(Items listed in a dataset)
■ ■ ■ ■ ■

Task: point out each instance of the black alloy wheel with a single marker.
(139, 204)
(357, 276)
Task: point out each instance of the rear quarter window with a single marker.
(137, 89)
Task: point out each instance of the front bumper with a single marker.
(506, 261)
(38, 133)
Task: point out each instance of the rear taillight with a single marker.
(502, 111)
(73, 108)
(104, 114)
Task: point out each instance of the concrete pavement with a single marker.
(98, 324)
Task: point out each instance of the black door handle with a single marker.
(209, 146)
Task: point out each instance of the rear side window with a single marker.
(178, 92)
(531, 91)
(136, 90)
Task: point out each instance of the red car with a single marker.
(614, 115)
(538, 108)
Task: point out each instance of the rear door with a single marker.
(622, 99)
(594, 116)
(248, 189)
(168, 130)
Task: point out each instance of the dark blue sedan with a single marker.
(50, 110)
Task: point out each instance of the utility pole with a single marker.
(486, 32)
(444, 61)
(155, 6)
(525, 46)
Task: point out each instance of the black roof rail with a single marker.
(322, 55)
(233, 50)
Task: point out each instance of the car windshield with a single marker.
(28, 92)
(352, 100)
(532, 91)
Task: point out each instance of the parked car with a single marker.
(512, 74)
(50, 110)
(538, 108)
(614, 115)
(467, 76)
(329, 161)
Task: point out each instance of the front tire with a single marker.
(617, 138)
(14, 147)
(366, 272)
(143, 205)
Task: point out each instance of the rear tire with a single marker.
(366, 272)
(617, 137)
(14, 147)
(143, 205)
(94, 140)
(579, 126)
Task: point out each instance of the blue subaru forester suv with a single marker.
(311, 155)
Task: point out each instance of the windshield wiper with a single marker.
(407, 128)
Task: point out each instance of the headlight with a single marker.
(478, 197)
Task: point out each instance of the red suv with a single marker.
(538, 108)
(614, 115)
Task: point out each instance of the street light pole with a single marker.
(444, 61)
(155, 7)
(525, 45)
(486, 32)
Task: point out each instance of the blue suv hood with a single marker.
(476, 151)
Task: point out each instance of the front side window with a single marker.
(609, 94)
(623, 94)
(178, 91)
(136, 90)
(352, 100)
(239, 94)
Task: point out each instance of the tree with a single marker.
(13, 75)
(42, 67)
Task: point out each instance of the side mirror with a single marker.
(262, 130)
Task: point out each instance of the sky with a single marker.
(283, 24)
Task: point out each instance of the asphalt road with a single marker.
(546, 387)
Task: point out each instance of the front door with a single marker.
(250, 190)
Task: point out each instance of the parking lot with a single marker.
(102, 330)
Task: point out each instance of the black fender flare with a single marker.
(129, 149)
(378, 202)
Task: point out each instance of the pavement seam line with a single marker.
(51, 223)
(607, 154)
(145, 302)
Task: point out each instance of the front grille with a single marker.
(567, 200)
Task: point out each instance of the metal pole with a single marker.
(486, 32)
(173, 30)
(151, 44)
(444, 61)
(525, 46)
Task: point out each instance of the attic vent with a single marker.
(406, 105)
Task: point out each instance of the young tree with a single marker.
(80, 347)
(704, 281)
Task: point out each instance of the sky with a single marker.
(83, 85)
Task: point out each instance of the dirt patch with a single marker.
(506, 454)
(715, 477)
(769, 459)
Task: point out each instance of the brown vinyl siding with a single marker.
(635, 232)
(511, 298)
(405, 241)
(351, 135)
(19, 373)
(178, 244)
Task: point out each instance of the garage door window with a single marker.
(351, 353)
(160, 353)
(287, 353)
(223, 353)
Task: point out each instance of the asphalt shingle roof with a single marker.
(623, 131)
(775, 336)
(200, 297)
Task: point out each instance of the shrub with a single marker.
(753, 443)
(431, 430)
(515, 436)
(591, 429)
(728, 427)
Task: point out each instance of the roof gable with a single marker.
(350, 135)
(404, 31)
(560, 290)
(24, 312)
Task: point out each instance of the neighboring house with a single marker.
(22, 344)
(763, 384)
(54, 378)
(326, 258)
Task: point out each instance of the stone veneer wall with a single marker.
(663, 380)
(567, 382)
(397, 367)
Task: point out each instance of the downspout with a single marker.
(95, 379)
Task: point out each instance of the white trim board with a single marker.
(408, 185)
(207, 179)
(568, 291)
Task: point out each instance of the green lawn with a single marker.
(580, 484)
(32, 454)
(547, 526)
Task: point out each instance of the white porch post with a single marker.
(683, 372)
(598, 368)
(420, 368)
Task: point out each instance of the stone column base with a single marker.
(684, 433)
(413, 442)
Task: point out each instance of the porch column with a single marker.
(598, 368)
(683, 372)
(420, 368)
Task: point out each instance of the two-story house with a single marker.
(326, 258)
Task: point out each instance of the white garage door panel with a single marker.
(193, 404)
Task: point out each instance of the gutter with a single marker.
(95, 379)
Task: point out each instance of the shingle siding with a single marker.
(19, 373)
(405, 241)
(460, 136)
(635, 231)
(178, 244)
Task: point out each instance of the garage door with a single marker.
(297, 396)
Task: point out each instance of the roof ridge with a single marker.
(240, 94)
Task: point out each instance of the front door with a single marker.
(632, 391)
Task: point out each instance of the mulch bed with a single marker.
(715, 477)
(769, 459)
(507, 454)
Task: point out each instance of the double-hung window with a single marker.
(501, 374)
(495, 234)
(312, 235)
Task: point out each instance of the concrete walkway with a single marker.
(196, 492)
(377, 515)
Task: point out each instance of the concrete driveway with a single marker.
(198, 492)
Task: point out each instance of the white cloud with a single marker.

■ ■ ■ ■ ■

• [Task]: The output should consist only of the lines from the one with "Task: point out each instance of the roof ridge" through the final line of the records above, exactly.

• [The completed task]:
Task: point out each instance of the roof ridge with a single marker.
(240, 94)
Task: point out each instance of the front door with a single marker.
(632, 391)
Task: point out each instance of the mulch bed with a single marker.
(715, 477)
(769, 459)
(507, 454)
Task: point out each instance of the double-hung window with a single marker.
(501, 374)
(495, 234)
(312, 235)
Task: point out each instance of the concrete walkway with a single marker.
(196, 492)
(377, 515)
Task: point out each instance of the concrete driveway with a single marker.
(198, 492)
Task: point out each instance of the white cloud with a single marker.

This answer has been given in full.